BRANO FORNITO >>
O greggia mia, nè di ciò sol mi lagno.
Se tu parlar sapessi, io chiederei:
Dimmi: perchè giacendo
A bell’agio, ozioso,
S’appaga ogni animale;
Me, s’io giaccio in riposo, il tedio assale?
Forse s’avess’io l’ale
Da volar su le nubi,
E noverar le stelle ad una ad una,
O come il tuono errar di giogo in giogo,
Più felice sarei, dolce mia greggia,
Più felice sarei, candida luna.
O forse erra dal vero,
Mirando all’altrui sorte, il mio pensiero:
Forse in qual forma, in quale
Stato che sia, dentro covile o cuna,
È funesto a chi nasce il dì natale.

Evgenia Arbugaeva foto, Siberia
L’autografo riporta, sul recto della prima carta, la data di composizione e il titolo della lirica. Per quanto riguarda quest’ultimo, si è già detto nello scorso capitolo che si ha testimonianza di una sua stesura precedente nei Disegni letterari: «Canto notturno di un pastore dell’Asia centrale alla luna». Questo diviene nell’autografo, con le motivazioni filosofiche di cui si è detto nel precedente capitolo, Canto notturno di un pastore vagante dell’Asia, con accanto scritto (1). La stampa fiorentina (F31) riporta il titolo invariato rispetto ad AN, ponendo in capo alla pagina, in posizione centrale, il numero romano XXI (ad indicare la posizione del canto in quella raccolta) e subito sotto, sempre al centro in posizione evidenziata, Canto notturno e a capo di un pastore vagante dell’Asia. (1). Questo numero funge da nota che richiama la trascrizione del passo del Meyendorff in fondo alle pagine del componimento. Nell’edizione napoletana l’impostazione del titolo è simile a quella fiorentina, con la differenza che il numero romano diventa XXIII e “vagante” viene sostituito da “errante”, che si troverà anche nel testo definitivo.

(Righe archiviate)
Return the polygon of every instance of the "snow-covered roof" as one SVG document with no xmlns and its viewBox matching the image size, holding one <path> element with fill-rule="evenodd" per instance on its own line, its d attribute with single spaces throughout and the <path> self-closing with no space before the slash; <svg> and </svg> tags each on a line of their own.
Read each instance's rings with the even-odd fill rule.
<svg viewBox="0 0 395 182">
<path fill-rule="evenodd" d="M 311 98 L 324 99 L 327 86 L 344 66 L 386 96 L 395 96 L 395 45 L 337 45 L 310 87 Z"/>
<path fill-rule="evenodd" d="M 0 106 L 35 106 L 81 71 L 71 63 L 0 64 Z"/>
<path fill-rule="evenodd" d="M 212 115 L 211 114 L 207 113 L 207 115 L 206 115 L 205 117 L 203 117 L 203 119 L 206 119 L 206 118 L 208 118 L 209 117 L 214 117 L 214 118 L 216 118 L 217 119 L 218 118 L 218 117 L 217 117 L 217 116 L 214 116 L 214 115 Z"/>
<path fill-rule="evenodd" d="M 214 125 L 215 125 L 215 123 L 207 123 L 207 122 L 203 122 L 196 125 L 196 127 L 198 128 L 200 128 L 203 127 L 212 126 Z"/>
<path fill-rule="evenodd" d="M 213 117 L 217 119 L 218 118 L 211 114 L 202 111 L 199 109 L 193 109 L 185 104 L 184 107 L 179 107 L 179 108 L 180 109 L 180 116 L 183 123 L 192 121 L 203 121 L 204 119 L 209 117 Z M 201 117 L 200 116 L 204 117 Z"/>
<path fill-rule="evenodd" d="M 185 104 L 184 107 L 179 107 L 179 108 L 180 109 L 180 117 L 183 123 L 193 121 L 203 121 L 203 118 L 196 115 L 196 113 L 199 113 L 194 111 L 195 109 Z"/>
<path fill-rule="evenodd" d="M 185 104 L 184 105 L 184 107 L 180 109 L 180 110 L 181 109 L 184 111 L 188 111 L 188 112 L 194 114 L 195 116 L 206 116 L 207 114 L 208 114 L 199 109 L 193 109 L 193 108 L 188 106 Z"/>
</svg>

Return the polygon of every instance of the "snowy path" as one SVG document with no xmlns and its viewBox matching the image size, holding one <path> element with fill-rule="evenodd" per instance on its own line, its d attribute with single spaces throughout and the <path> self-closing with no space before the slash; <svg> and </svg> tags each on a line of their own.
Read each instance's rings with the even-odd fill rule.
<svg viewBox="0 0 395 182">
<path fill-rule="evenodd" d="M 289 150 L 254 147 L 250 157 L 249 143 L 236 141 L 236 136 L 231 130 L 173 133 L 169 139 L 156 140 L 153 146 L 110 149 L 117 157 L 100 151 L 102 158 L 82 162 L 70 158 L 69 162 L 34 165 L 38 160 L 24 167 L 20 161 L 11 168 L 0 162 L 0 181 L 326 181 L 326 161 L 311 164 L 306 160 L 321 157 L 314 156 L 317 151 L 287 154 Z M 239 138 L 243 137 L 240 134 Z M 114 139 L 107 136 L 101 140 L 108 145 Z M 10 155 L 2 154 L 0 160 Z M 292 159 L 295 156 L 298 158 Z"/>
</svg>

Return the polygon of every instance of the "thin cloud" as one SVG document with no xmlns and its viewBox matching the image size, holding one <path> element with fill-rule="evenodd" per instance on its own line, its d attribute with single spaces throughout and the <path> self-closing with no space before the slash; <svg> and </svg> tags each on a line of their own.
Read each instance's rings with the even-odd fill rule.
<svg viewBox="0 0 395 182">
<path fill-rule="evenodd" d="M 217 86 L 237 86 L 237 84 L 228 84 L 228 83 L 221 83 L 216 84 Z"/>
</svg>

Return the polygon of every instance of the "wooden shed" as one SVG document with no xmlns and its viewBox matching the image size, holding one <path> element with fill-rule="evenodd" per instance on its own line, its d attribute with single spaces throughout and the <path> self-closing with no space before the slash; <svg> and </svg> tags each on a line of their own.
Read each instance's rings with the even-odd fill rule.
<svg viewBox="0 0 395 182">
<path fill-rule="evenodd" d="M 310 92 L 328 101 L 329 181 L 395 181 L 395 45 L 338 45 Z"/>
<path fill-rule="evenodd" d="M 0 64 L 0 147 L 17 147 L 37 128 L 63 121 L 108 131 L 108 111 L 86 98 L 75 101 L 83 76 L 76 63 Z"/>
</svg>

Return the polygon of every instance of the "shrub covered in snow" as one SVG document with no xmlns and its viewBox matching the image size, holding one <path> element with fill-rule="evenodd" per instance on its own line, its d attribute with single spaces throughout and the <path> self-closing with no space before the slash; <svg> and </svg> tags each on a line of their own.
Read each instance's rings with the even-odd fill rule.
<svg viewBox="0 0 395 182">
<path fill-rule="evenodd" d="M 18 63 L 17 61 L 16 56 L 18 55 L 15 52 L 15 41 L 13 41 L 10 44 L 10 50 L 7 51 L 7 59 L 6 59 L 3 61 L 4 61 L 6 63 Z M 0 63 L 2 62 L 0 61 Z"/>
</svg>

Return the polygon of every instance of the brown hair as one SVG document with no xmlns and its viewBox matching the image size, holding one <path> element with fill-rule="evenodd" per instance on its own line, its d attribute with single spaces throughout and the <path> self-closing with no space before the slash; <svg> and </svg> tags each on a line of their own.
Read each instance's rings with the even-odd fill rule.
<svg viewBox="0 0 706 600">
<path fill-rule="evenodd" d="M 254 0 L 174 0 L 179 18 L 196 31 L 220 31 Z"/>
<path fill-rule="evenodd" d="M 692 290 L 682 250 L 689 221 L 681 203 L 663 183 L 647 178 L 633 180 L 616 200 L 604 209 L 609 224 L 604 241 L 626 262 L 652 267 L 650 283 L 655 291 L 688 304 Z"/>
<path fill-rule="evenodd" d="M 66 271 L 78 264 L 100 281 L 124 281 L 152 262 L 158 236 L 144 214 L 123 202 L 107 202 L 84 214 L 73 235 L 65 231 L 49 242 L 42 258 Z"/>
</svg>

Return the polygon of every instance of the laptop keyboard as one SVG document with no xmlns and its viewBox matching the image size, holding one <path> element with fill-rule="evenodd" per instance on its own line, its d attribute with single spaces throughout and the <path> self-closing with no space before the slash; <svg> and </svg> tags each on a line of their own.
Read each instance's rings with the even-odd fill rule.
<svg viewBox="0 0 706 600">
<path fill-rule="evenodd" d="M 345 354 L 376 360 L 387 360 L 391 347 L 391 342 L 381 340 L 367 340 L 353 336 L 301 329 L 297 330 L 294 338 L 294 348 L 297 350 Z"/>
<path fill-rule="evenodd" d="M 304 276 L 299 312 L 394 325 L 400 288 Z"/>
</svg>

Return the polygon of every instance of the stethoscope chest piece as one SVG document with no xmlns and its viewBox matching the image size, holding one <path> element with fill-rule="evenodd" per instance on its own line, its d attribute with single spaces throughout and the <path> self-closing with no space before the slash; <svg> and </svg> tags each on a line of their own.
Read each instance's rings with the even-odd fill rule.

DOMANDE SUL MATERIALE >>
1. Secondo il brano sul Canto notturno, quale numero romano compare sopra il titolo nell'edizione napoletana?
2. Estrai dal brano sul Canto notturno il passo che va da "Se tu parlar" a "sarei, candida luna.".
3. Prosegui il brano sul Canto notturno a partire dalla sua ultima frase.
Le righe non hanno alcun ruolo in questo esercizio.

RISPOSTE IN ORDINE >>
1. Il numero XXIII.

2.
Se tu parlar sapessi, io chiederei:
Dimmi: perchè giacendo
A bell’agio, ozioso,
S’appaga ogni animale;
Me, s’io giaccio in riposo, il tedio assale?
Forse s’avess’io l’ale
Da volar su le nubi,
E noverar le stelle ad una ad una,
O come il tuono errar di giogo in giogo,
Più felice sarei, dolce mia greggia,
Più felice sarei, candida luna.

3.
La lezione “errante”, essendo presente già in AN nella citazione del Meyendorff, doveva risultare più vicina all’autore; secondo Bronzini questo mutamento di lezione da una stampa all’altra coincide con gli stessi motivi che portarono Leopardi all’elaborazione della sesta strofa. Così il “vagare” sarebbe legato alla vana ricerca di senso, alle insistenti domande senza risposta poste alla luna e appunto al vagabondare senza sosta del pastore, rendendo quindi un’immagine della vita come un percorso verso il vuoto della morte. L’ “errare” sarebbe invece “segno di vitalità finalistica e razionale” da opporre ad un cieco cammino verso il nulla: si noti che questa parola ricorre nella sesta strofa due volte: al v.136, “O come il tuon errar di giogo in giogo”, e al v. 139, “O forse erra dal vero”. Il suo significato è ambiguo, indicando sia l’azione di spostarsi da un posto ad un altro (ed è il caso del v. 136), sia la possibilità di commettere un errore nella ricerca della verità(v.139): se al primo si può associare un’immagine di vitalità connessa a quella del volo presente in questa stessa lassa, il secondo sembrerebbe negarla in apparenza, per rilanciare la possibilità di “conoscere (invano) il vero” soltanto liberandoci da questo vero costituito dall’insieme degli errori umani sul giudizio di ciò che è vero o meno.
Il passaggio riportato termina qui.